Source text:
2. The pose classifier learning system of claim 1, further comprising:
a learning data extracting unit to obtain the plurality of pieces of learning data by extracting the plurality of pieces of learning data from a plurality of pieces of image data.
3. The pose classifier learning system of claim 1, wherein the learning data extracting unit extracts, as the plurality of pieces of learning data, at least one data portion, among data portions, corresponding to a vertical line, a horizontal line, and a diagonal line of each of the plurality of pieces of image data.
4. The pose classifier learning system of claim 1, wherein the learning data extracting unit applies a weight to the extracted plurality of pieces of learning data.
5. The pose classifier learning system of claim 1, wherein the pose classifier learning devices simultaneously learn the plurality of pieces of learning data, using a data structure, in which effective data that is used for distributed learning is managed in a physical memory.
6. The pose classifier learning system of claim 1, wherein the pose classifier learning devices simultaneously learn the plurality of pieces of learning data, using a structure in which effective data that is used for distributed learning is transferred to each stage of learning.
7. The pose classifier learning system of claim 1, wherein the pose classifier learning devices dynamically adjust, based on a number of stages of the learning, a number of iterations to search for an optimized result in each learning stage of the pose classifier.

Dataset:
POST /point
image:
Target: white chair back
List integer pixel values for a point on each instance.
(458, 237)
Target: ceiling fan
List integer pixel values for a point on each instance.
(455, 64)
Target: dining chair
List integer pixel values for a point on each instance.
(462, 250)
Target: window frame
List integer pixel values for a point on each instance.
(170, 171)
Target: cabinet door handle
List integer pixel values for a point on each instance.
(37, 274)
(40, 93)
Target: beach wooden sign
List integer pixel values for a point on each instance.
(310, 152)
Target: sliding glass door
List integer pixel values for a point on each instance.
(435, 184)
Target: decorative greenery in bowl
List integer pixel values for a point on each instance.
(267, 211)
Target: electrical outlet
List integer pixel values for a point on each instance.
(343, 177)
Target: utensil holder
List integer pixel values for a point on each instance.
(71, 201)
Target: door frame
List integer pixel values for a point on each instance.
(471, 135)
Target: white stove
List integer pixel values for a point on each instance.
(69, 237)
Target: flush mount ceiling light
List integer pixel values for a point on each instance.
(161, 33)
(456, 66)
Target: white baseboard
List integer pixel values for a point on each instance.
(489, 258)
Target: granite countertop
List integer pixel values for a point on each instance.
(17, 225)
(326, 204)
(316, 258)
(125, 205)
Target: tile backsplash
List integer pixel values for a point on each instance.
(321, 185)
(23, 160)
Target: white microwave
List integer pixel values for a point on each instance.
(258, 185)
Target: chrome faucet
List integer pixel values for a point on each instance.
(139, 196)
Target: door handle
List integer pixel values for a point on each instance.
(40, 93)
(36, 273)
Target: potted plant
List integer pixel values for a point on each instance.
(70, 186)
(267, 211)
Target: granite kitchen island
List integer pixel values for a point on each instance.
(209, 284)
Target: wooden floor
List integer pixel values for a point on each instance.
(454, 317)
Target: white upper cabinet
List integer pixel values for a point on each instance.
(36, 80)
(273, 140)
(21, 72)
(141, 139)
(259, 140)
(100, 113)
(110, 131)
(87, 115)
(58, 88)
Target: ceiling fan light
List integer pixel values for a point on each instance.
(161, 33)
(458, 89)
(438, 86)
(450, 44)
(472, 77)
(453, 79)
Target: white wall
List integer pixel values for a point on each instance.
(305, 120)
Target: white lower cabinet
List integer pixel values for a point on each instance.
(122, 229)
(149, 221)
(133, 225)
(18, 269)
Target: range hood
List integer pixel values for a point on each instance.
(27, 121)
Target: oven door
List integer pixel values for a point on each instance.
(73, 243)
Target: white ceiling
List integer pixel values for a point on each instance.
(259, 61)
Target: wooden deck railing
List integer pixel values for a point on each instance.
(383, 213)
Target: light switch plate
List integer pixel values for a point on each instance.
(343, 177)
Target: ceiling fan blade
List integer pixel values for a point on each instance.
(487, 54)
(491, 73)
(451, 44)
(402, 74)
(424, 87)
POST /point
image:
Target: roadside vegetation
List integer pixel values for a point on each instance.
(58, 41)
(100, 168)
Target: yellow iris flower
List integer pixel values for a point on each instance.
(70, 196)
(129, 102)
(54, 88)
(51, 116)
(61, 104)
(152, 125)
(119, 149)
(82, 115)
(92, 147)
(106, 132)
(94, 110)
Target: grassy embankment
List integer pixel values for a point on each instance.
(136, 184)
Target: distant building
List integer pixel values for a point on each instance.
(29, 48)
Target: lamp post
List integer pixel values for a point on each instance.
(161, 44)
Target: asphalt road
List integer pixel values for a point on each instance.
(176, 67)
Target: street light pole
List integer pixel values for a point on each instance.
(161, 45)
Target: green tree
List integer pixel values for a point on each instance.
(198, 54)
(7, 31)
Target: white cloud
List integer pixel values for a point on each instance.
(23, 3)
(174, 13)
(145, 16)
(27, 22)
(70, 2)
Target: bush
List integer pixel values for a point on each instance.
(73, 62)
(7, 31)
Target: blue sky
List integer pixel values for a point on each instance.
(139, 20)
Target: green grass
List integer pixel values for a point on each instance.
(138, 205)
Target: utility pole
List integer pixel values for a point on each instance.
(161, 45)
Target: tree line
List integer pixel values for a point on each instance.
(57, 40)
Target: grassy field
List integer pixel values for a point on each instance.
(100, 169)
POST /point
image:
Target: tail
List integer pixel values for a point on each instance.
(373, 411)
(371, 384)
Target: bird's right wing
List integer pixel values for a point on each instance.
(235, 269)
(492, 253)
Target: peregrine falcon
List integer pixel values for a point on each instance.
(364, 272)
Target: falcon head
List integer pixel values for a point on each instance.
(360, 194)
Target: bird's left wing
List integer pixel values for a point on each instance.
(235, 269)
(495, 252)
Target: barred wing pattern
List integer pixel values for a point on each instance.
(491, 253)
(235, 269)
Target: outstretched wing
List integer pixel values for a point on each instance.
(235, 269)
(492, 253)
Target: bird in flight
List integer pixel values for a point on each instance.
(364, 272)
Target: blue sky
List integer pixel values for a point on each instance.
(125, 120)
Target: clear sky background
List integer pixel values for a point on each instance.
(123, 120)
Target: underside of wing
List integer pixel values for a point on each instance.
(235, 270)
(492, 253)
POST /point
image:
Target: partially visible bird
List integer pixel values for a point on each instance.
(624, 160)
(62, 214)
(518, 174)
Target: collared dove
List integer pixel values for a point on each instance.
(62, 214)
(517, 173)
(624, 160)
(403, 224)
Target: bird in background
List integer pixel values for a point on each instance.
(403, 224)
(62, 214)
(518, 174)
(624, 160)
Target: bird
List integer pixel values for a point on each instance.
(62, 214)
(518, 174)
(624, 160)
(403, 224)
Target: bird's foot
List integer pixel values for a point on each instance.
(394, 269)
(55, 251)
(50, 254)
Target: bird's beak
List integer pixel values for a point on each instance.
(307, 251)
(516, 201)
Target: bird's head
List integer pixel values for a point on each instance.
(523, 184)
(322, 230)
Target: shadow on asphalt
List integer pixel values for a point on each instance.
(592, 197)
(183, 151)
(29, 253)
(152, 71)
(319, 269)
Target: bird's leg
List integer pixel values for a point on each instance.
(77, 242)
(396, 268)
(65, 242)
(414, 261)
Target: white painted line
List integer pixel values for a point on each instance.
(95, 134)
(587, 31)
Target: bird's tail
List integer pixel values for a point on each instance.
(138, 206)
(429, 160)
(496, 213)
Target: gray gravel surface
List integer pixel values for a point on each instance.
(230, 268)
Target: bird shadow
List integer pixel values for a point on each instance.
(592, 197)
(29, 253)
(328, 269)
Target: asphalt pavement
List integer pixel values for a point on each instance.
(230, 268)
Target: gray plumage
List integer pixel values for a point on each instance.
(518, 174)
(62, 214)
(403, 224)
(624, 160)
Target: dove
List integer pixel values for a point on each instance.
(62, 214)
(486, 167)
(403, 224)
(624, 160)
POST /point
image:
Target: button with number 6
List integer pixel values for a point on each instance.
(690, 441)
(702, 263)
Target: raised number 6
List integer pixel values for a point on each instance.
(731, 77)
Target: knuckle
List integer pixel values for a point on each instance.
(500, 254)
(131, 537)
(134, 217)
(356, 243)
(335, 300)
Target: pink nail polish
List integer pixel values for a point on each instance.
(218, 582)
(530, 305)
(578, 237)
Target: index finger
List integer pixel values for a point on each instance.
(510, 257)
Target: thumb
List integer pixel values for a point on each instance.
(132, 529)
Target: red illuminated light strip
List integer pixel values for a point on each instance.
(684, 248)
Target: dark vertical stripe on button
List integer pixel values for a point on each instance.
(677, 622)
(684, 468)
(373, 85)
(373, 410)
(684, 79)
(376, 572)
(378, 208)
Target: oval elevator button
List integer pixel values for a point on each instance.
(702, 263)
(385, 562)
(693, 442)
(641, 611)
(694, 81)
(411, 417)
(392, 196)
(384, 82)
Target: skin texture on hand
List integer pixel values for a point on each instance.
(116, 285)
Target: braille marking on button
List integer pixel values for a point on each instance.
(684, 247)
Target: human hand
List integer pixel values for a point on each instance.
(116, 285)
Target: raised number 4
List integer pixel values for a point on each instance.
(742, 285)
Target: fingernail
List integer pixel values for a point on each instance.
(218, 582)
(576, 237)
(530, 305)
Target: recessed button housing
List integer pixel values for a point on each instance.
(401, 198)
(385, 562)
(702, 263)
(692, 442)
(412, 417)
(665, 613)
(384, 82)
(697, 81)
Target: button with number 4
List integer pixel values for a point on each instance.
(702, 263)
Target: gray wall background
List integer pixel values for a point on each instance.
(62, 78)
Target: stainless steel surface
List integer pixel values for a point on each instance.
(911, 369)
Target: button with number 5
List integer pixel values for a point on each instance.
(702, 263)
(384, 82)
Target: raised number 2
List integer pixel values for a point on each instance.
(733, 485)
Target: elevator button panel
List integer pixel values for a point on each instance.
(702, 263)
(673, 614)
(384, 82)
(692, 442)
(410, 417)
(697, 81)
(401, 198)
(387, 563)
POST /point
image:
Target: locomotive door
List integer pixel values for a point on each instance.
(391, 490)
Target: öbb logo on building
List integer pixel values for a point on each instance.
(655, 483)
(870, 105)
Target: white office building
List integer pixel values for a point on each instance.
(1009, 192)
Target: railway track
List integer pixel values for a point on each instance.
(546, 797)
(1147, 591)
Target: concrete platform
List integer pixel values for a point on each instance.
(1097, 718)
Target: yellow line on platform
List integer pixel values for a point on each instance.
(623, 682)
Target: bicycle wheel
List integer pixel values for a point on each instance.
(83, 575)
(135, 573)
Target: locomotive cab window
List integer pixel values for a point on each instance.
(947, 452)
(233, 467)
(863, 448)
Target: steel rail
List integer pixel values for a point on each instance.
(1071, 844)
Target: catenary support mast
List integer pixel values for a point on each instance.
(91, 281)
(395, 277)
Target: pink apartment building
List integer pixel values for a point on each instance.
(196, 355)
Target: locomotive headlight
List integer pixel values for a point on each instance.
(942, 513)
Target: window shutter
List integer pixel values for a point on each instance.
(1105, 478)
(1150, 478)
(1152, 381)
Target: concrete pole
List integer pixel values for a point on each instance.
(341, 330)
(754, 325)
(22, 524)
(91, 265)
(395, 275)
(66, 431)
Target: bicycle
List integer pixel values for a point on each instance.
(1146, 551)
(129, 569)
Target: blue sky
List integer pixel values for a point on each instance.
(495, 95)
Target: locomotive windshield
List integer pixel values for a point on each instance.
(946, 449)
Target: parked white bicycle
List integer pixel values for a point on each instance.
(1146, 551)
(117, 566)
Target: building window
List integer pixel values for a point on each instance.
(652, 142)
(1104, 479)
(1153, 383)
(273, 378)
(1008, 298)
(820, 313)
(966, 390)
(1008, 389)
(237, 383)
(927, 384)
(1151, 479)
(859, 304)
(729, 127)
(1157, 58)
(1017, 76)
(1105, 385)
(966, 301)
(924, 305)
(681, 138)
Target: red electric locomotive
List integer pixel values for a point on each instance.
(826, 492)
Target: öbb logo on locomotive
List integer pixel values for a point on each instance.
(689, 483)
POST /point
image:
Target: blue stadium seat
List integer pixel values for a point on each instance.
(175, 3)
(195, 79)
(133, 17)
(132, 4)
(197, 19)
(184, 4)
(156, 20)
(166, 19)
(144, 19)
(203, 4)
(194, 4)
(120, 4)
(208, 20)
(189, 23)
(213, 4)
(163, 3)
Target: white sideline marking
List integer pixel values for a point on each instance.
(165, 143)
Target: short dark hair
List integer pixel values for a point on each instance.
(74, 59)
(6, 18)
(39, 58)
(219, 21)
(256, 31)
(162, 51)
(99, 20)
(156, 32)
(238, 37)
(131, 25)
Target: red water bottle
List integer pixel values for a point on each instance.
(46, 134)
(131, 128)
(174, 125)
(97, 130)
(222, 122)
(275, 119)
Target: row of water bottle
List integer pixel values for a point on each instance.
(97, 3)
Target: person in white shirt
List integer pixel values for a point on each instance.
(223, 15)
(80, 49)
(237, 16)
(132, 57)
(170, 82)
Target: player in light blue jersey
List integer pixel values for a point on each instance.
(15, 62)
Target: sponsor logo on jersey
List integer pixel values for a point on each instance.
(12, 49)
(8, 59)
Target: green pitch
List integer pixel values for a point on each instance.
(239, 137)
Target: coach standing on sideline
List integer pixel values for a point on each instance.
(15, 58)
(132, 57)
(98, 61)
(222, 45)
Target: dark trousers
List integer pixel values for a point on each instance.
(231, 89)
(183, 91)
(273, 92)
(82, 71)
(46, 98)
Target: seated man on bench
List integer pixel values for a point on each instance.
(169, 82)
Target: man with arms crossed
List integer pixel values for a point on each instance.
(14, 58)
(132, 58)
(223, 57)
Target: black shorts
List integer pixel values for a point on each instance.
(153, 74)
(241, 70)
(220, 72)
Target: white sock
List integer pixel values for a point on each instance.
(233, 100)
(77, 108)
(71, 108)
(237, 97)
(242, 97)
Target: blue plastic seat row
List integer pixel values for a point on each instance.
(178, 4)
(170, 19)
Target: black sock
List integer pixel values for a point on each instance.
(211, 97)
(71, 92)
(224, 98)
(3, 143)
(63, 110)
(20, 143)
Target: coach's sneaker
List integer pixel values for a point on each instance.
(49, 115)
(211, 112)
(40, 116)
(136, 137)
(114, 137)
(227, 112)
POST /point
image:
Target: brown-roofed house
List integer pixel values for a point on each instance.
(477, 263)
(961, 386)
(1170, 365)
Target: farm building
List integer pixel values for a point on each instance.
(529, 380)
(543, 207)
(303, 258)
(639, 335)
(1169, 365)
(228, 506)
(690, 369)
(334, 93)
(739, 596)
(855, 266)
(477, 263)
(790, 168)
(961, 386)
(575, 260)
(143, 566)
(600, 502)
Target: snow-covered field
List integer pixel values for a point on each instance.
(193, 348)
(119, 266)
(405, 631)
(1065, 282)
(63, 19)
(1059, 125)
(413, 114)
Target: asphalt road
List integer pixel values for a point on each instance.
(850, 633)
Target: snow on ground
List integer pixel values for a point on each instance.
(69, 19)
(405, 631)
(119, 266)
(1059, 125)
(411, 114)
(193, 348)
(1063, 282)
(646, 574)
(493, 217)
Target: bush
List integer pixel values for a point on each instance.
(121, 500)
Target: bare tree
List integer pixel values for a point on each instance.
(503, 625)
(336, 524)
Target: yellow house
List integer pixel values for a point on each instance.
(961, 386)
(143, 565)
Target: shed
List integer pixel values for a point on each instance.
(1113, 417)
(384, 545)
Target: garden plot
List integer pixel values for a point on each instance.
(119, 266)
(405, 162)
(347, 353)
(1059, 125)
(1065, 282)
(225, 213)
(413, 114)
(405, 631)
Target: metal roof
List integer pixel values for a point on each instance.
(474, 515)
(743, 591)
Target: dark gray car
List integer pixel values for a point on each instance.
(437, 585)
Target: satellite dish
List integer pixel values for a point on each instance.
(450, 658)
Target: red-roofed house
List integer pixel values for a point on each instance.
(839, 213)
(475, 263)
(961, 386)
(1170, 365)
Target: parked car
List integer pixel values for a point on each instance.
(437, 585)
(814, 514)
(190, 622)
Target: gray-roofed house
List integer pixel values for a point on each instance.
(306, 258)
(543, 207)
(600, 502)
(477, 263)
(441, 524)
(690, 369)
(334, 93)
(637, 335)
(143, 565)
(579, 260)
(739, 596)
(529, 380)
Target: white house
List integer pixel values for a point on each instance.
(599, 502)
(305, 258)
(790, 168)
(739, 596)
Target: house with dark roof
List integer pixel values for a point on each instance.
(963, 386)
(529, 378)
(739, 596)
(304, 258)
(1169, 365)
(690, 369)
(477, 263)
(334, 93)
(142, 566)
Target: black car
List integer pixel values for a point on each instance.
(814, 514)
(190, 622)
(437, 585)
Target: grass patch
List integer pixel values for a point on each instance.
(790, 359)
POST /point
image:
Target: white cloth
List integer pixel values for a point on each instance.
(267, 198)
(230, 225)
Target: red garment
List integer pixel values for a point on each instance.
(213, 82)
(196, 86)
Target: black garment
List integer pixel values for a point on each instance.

Directions:
1 - In the pose classifier claims, what do the learning devices dynamically adjust based on the number of learning stages?
2 - Go on with the pose classifier claims, starting after claim 7.

Per-task answers:
1 - The number of iterations to search for an optimized result in each learning stage of the pose classifier.

2 -
8. The pose classifier learning system of claim 1, wherein the pose classifier learning devices determine whether or not learning is to proceed to a next stage, based on at least one of an entropy of residual learning data, an amount of the residual learning data, and a progress of the learning.
9. An operation method of a pose classifier learning system, the operation method comprising:
receiving an input of a plurality of pieces of learning data; and
receiving, by a plurality of pose classifier learning devices, an input of a plurality of learning data sets, the data sets including the plurality of pieces of learning data, and learning each of plural pose classifiers,
wherein the pose classifier learning devices share learning information in each stage, using a distributed/parallel framework.
10. The operation method of claim 9, further comprising:
obtaining the plurality of pieces of learning data by extracting the plurality of pieces of learning data from a plurality of pieces of image data.
11. The operation method of claim 10, wherein the extracting comprises extracting, as the plurality of pieces of learning data, at least one data portion, among data portions, corresponding to a vertical line, a horizontal line, and a diagonal line of each of the plurality of pieces of image data.
12. The operation method of claim 10, wherein the extracting comprises applying a weight to the extracted plurality of pieces of learning data.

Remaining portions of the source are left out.